# Excerto selecionado:
= = =

Numa altura de recuos na promoção de políticas activas em matéria de planeamento familiar, o relatório do UNFPA recorda o compromisso assumido na cimeira de Nairobi, no final do ano passado: acabar com a necessidade não atendida de contraceptivos; acabar com as mortes maternas preveníveis; acabar com a violência com base no género, onde se inclui a MGF e os casamentos infantis. Os três “zeros”, como descreve a portuguesa Mónica Ferro, que lidera o gabinete do UNFPA em Genebra, e que também vê na covid-19 um obstáculo maior. “Embora o mundo tenha entrado em 2020 com um optimismo renovado”, descreve, “a verdade é que esta pandemia veio revelar o quão frágeis esses sucessos eram e trazer mais uma série de obstáculos e de desafios para atingir os nossos zeros”.

= = =

[Itens do conjunto de dados armazenado]
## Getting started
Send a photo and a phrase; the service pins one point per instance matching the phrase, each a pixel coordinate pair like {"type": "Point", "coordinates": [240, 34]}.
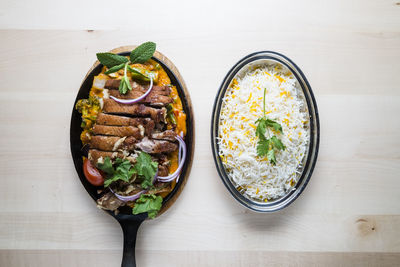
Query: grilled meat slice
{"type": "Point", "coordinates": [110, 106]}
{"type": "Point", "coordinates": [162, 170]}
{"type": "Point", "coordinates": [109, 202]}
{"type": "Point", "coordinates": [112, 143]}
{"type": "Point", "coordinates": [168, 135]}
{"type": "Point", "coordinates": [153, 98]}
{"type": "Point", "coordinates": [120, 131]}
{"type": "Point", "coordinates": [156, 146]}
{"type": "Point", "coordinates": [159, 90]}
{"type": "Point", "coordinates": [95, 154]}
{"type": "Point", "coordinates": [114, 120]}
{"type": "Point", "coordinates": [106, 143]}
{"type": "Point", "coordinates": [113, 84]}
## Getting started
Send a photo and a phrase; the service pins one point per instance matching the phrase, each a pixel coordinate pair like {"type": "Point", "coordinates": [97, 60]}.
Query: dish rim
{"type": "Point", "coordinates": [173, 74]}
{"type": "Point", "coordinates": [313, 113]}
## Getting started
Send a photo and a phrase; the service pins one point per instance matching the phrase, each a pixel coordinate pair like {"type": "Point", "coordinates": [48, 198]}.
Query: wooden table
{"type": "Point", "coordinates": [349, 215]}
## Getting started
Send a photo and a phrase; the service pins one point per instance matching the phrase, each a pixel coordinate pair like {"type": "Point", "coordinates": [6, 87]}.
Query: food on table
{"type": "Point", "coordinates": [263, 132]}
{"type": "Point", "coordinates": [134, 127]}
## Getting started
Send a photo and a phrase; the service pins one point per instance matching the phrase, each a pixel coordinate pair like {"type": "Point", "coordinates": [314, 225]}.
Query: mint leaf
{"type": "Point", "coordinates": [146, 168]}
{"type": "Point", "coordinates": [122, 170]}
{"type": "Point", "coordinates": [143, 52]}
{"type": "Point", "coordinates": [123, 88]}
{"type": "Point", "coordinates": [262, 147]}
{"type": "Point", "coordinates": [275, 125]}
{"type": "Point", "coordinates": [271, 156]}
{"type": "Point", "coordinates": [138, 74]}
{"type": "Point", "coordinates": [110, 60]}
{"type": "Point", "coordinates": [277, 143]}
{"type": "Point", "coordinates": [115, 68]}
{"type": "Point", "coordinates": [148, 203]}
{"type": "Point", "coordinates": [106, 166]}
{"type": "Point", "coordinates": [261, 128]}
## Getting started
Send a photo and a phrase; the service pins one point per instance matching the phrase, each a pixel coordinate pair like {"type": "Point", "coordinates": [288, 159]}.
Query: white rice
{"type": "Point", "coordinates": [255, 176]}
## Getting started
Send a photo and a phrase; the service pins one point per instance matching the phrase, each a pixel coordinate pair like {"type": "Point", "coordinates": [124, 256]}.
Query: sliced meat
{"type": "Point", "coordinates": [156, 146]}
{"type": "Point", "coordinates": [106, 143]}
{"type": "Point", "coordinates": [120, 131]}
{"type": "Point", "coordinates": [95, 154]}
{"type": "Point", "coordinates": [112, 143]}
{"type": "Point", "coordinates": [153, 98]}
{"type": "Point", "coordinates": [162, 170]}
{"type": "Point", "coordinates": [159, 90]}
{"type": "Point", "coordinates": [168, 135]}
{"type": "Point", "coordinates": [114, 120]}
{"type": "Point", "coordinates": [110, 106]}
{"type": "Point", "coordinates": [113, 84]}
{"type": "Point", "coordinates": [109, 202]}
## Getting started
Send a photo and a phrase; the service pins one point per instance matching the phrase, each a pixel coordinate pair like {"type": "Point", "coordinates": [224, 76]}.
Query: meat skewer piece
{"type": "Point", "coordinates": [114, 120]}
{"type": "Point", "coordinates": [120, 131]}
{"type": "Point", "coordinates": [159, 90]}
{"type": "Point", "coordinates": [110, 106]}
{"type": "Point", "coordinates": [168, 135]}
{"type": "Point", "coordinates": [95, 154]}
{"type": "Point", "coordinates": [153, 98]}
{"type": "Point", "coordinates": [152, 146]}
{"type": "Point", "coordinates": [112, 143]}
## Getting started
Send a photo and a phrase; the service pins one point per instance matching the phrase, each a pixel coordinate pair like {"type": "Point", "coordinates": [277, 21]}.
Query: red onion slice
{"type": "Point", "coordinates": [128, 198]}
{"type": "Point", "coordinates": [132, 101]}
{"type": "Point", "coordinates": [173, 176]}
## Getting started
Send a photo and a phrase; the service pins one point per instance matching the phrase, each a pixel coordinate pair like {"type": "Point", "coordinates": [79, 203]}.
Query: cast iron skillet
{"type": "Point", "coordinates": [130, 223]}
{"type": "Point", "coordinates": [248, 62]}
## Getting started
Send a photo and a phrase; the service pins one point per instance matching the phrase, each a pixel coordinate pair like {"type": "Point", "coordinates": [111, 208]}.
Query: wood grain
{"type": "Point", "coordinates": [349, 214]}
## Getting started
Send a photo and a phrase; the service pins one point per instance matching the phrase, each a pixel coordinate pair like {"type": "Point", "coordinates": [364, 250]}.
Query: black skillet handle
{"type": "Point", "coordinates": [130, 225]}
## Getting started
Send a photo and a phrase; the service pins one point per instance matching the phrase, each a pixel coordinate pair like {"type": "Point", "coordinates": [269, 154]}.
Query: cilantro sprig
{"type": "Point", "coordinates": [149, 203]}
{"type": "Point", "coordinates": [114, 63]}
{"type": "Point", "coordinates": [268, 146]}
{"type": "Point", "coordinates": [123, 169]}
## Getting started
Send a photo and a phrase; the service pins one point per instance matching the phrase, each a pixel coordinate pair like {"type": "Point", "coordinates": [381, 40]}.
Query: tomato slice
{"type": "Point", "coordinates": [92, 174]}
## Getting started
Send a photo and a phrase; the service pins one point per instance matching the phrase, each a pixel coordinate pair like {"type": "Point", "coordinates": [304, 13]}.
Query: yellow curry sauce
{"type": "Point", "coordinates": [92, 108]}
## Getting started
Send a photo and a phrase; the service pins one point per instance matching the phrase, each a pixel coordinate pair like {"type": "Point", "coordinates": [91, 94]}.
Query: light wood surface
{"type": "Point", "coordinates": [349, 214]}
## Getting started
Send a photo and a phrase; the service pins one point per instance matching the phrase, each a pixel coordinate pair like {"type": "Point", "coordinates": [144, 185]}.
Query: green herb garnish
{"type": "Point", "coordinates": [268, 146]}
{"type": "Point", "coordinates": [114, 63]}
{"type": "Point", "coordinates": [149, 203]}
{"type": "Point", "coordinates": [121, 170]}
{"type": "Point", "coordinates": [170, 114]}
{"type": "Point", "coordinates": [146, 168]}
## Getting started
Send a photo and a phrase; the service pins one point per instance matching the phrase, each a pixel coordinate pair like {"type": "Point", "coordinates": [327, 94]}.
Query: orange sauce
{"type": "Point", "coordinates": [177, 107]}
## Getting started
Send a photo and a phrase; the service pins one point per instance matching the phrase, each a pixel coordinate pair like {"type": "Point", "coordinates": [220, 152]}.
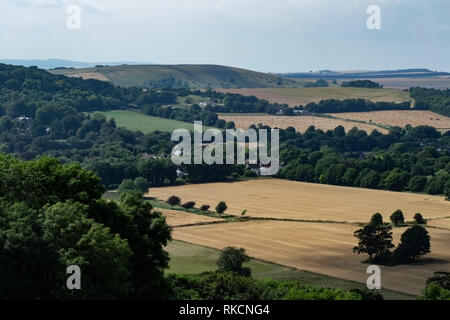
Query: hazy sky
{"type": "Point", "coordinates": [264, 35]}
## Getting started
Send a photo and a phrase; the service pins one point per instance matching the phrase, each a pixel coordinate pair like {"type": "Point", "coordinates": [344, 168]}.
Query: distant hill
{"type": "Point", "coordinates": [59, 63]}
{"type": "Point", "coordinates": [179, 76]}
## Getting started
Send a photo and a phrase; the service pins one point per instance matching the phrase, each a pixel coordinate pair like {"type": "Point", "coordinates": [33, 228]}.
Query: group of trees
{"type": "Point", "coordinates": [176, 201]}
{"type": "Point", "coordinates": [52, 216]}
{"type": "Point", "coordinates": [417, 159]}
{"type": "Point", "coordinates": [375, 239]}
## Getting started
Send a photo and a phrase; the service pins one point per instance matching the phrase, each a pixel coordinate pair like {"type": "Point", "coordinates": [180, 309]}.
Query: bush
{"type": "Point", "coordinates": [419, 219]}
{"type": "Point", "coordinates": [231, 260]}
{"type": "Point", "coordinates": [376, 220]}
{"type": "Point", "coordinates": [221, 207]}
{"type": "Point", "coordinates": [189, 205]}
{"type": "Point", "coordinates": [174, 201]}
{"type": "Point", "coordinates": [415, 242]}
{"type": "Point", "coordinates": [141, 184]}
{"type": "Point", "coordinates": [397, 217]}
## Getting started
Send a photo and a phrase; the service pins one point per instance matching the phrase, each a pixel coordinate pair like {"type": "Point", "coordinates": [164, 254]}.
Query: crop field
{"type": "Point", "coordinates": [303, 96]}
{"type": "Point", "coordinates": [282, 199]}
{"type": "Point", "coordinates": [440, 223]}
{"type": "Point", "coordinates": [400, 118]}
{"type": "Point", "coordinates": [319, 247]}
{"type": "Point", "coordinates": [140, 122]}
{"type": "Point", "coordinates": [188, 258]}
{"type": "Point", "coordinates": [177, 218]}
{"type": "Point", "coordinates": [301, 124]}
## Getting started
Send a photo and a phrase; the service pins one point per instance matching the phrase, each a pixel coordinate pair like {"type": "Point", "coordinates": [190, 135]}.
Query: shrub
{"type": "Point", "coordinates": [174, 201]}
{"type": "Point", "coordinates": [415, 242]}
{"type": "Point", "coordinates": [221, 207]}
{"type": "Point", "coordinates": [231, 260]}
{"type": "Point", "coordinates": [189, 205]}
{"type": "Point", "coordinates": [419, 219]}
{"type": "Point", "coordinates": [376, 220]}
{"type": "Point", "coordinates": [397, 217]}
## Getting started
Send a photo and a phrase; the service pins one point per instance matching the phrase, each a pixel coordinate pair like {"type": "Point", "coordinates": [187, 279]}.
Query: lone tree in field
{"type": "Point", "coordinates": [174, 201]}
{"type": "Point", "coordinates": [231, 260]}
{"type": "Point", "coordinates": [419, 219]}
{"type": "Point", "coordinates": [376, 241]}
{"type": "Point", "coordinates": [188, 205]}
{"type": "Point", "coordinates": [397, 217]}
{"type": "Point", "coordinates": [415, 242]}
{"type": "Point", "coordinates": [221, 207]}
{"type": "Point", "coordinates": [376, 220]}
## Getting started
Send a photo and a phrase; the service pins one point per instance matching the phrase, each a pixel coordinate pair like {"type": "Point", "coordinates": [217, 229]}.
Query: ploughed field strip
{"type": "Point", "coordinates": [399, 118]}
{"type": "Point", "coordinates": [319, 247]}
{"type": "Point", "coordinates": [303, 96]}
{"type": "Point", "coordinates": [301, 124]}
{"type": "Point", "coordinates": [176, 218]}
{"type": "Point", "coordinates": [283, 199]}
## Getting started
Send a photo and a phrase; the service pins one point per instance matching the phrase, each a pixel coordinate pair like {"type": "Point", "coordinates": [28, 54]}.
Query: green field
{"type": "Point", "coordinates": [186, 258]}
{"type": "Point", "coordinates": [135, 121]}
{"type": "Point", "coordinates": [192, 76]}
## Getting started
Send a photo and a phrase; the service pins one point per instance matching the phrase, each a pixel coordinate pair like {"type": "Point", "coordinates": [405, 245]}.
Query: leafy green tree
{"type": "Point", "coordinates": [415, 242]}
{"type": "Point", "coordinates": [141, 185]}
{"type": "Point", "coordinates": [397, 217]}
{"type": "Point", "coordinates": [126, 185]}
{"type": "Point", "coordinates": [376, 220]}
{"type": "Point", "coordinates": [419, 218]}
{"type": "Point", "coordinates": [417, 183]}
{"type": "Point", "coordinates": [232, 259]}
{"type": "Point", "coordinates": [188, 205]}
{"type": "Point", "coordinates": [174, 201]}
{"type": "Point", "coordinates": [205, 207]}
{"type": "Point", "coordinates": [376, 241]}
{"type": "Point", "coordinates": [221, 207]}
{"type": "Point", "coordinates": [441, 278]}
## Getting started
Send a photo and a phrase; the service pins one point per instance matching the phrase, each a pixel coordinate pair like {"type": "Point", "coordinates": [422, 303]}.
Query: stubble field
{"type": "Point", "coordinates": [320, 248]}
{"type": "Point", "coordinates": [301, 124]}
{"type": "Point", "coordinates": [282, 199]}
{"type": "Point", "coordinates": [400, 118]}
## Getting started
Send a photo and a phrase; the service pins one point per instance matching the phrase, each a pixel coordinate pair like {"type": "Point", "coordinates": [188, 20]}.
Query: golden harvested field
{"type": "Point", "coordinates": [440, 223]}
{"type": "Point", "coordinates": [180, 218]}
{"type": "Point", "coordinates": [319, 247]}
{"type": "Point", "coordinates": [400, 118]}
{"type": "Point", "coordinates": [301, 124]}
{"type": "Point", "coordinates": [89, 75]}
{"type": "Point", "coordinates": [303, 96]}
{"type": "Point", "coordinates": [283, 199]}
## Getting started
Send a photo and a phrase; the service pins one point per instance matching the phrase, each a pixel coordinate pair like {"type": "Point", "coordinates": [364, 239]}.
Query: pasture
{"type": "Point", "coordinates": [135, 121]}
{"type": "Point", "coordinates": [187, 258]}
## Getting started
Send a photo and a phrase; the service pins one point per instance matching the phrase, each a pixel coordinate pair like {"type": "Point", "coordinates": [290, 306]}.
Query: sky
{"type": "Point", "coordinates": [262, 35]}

= = =

# Sobre o exercício:
Escreva, por favor, a continuação do excerto sobre o relatório do UNFPA, começando logo após a última frase apresentada. Os itens provêm de outra fonte.

# Resultado do exercício:
Práticas nefastas como a MGF são mais prevalentes no continente africano e em alguns países da Ásia, como a Indonésia, e do Médio Oriente. Contudo, trata-se de uma prática que tem lugar em países de todo o mundo, incluindo na União Europeia. O relatório do UNFPA refere Portugal entre os países europeus onde existem comunidades praticantes — em 2015, o Instituto Europeu para a Igualdade de Género estimava que pelo menos 1300 meninas residentes em Portugal estivessem em risco de ser mutiladas. Recorde-se que, no mesmo ano, um estudo aprofundado do Observatório Nacional de Violência e Género estimava serem cerca de 1800 as meninas com menos de 15 anos já submetidas a esta prática ou em risco de o ser.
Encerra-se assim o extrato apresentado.